Problem: Go to the line containing "white football helmet" in the records below and retype from there through the final line, exactly.

....

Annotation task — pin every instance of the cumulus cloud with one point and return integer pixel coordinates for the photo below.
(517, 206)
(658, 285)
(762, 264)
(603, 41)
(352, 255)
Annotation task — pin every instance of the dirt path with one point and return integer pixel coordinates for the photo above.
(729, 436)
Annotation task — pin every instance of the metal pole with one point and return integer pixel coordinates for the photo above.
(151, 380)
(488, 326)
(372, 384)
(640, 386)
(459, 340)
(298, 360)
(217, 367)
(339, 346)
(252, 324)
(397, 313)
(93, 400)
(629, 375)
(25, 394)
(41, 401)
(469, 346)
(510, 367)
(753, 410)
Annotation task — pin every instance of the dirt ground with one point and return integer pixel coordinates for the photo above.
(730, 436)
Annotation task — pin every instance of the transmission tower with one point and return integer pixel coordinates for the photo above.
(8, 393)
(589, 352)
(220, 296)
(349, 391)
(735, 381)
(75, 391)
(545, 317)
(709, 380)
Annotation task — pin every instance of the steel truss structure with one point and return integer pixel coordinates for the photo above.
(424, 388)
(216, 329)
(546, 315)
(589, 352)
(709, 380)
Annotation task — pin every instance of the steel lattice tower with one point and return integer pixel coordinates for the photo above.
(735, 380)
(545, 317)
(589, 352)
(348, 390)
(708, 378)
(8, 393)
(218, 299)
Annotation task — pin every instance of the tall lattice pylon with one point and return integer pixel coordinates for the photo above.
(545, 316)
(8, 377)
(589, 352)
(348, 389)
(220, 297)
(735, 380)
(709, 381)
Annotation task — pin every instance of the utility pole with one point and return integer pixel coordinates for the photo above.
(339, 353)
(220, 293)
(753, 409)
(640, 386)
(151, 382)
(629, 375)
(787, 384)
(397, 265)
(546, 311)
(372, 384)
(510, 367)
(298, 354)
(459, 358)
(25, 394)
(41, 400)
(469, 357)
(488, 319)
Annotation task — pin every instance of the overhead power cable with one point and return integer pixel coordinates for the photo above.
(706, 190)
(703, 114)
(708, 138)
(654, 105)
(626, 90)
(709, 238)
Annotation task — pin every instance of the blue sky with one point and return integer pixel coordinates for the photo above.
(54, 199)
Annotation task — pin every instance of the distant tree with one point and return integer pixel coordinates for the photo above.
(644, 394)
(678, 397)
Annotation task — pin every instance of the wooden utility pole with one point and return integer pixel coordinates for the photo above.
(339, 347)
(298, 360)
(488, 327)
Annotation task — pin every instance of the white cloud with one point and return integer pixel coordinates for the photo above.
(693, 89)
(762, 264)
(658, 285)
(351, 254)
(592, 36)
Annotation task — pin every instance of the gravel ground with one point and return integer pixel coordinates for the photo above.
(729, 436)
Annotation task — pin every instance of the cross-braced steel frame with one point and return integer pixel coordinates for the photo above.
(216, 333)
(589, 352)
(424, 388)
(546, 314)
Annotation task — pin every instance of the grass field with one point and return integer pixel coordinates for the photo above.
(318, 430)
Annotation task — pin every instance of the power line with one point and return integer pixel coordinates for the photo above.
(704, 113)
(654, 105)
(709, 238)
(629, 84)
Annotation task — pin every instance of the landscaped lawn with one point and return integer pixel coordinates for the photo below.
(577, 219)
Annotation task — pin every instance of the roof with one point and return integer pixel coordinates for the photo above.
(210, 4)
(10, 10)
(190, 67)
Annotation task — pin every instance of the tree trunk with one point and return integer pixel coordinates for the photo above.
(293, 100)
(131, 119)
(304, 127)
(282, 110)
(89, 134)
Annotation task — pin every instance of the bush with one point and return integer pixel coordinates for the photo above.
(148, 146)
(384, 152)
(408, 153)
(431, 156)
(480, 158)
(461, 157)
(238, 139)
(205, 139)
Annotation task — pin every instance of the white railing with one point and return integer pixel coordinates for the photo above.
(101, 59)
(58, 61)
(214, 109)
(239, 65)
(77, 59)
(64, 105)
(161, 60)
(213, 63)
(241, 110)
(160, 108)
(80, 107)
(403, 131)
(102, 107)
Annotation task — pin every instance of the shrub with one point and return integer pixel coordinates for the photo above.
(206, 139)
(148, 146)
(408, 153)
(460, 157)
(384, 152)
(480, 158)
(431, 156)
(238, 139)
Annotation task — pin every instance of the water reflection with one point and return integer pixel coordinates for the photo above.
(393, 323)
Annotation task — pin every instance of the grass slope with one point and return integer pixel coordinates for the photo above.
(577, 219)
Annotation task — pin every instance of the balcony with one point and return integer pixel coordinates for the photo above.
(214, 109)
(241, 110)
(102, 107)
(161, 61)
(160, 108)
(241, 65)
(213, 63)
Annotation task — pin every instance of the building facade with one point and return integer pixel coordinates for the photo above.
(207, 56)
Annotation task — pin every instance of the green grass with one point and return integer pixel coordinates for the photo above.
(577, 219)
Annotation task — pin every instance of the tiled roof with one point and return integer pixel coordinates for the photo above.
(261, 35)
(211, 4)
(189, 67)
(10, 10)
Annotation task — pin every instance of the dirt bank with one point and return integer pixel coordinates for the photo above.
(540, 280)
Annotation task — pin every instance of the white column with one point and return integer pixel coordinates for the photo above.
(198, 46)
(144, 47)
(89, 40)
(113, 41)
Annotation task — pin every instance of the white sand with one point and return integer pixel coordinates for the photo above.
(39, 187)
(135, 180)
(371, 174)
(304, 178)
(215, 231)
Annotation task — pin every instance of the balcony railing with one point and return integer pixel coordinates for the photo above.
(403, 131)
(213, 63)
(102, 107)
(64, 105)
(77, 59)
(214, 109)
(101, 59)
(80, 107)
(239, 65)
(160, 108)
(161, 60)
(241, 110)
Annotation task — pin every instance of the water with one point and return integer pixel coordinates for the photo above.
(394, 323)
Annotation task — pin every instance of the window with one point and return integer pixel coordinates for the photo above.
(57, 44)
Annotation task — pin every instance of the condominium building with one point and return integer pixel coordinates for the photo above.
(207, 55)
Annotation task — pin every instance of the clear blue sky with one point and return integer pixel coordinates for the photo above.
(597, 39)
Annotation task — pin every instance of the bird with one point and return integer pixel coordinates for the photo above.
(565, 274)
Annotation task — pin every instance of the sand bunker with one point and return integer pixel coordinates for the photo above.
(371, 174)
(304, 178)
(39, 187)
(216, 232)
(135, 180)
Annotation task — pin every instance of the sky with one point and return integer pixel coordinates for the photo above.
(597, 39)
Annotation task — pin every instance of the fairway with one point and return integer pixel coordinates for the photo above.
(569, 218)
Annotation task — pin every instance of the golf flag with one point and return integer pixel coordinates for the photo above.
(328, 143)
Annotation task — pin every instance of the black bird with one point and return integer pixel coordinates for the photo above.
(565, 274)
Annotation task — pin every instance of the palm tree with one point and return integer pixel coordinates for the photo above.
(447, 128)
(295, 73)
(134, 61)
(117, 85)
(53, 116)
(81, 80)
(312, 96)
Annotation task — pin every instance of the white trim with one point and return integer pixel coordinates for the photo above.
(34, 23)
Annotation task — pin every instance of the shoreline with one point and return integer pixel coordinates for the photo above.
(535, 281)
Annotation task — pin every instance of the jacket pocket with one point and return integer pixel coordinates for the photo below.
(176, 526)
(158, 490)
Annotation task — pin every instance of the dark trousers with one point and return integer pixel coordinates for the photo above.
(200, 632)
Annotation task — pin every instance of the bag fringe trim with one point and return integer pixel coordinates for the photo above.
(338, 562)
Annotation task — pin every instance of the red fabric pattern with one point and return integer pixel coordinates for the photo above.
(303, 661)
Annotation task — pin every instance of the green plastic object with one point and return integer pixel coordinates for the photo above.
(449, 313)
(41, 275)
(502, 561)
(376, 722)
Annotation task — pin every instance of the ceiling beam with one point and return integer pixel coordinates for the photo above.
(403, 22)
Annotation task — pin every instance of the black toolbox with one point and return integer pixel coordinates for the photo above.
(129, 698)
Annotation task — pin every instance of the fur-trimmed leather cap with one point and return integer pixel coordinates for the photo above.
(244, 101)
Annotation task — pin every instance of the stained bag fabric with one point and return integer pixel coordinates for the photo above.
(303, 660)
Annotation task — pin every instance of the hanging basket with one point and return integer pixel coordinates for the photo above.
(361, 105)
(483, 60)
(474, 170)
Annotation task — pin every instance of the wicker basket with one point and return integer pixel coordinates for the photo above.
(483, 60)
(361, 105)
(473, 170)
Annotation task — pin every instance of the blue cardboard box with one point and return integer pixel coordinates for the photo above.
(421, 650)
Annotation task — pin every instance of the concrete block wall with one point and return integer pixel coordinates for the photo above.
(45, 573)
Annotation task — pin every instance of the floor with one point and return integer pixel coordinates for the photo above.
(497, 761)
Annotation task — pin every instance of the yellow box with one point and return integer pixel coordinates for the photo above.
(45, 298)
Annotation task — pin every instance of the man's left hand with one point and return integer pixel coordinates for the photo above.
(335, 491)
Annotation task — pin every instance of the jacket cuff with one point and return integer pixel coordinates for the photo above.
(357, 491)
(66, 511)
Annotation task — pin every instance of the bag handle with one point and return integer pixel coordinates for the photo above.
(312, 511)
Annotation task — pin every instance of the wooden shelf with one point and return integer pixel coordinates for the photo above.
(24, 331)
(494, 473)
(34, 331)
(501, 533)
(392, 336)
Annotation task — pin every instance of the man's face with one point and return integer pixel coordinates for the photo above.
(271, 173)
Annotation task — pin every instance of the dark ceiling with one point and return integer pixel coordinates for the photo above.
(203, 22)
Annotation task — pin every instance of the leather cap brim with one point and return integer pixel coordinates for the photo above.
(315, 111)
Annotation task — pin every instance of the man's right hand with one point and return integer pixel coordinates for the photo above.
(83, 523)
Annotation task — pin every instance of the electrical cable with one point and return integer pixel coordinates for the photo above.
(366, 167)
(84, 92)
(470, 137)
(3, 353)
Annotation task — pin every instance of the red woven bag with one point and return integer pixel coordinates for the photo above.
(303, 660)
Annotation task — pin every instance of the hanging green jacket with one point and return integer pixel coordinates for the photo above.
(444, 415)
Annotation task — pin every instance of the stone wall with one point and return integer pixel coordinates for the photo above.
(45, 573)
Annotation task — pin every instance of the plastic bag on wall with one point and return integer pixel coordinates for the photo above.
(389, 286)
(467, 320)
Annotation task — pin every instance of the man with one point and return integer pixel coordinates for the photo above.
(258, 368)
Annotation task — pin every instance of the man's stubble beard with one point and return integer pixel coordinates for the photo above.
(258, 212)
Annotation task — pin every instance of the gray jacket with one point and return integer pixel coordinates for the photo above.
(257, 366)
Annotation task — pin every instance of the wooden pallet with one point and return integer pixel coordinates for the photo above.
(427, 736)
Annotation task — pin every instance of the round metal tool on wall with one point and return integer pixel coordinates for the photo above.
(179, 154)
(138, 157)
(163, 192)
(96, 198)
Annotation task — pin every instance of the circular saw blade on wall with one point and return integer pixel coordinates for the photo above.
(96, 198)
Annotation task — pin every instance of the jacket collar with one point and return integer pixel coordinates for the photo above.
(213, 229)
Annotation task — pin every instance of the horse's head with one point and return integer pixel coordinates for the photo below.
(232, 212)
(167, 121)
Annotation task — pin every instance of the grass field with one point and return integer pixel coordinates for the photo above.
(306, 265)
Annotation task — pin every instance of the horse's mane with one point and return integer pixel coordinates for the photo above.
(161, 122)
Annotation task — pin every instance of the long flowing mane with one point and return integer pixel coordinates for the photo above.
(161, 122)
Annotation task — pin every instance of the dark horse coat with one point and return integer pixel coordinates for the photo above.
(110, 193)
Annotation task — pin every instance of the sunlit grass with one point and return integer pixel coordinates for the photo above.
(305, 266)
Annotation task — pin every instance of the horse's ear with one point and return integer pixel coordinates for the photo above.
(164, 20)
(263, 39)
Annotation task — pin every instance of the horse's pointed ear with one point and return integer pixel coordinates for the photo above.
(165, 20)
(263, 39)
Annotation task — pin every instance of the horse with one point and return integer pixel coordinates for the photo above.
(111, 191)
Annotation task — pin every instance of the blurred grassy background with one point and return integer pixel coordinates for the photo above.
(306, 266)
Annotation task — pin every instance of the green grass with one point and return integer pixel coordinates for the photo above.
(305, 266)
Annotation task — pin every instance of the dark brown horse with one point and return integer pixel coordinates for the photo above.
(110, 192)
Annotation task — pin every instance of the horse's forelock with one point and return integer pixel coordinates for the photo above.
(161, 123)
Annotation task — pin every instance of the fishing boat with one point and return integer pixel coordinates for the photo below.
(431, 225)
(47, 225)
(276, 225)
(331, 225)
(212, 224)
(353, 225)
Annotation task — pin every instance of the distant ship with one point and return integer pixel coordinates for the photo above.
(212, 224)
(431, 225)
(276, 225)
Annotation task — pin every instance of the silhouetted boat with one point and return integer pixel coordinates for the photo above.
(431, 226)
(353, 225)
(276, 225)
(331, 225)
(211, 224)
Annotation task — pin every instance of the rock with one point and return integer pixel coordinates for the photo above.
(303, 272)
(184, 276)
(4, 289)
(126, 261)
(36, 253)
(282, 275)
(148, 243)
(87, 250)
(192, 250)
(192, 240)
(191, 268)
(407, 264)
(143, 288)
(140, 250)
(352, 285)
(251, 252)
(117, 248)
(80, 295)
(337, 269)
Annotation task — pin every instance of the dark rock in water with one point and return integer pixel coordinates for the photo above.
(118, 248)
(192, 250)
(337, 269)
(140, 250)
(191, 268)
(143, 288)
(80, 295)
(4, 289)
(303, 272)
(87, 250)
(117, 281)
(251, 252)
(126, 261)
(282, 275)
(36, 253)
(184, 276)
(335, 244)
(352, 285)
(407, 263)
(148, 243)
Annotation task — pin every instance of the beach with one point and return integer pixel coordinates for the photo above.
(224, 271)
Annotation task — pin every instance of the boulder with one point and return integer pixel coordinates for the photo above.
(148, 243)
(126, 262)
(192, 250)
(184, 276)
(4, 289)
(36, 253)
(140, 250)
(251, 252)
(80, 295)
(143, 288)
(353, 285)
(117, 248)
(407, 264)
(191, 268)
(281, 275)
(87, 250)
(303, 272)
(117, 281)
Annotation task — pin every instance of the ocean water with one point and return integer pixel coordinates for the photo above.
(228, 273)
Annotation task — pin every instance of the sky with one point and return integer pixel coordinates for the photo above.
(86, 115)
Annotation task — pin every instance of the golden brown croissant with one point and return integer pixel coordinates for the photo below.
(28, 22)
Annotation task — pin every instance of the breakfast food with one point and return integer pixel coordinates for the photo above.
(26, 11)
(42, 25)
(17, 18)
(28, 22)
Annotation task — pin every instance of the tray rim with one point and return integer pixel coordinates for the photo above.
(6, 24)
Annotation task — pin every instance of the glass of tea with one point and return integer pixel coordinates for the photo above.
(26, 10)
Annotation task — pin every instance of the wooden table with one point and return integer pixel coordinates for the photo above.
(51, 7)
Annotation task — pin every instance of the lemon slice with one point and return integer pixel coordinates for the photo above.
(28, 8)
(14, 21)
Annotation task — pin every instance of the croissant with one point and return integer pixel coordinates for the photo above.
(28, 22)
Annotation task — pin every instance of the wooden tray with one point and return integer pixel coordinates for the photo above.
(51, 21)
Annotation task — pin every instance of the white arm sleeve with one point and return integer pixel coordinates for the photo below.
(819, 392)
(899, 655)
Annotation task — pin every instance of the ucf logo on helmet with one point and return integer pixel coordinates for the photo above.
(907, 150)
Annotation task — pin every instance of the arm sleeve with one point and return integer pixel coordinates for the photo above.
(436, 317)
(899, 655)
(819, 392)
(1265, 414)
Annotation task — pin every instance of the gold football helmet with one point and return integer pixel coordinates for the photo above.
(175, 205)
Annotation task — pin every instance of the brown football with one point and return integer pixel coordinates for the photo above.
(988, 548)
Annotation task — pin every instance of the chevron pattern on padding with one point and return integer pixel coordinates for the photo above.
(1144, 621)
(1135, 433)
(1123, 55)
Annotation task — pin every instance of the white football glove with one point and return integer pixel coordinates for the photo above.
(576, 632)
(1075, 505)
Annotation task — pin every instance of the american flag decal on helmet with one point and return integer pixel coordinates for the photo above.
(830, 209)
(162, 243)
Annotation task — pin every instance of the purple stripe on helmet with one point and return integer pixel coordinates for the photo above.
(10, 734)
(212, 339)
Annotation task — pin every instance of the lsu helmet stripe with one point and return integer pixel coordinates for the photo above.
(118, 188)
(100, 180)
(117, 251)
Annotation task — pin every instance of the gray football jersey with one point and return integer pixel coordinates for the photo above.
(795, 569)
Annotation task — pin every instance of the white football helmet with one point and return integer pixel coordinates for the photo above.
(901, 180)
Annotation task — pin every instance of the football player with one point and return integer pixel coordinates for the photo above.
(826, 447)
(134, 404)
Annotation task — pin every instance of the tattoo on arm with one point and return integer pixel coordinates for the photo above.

....

Response box:
Annotation task — pin every instance of the white football helmet with one point and return integer pixel coordinates for the photo above.
(901, 180)
Annotation task — pin every instance of the football player with one point and return integer pixel coordinates for the photo above.
(826, 447)
(134, 404)
Annotation task — pin every instance of the tattoo on arm with one point and return integer pixel coordinates for the photo above.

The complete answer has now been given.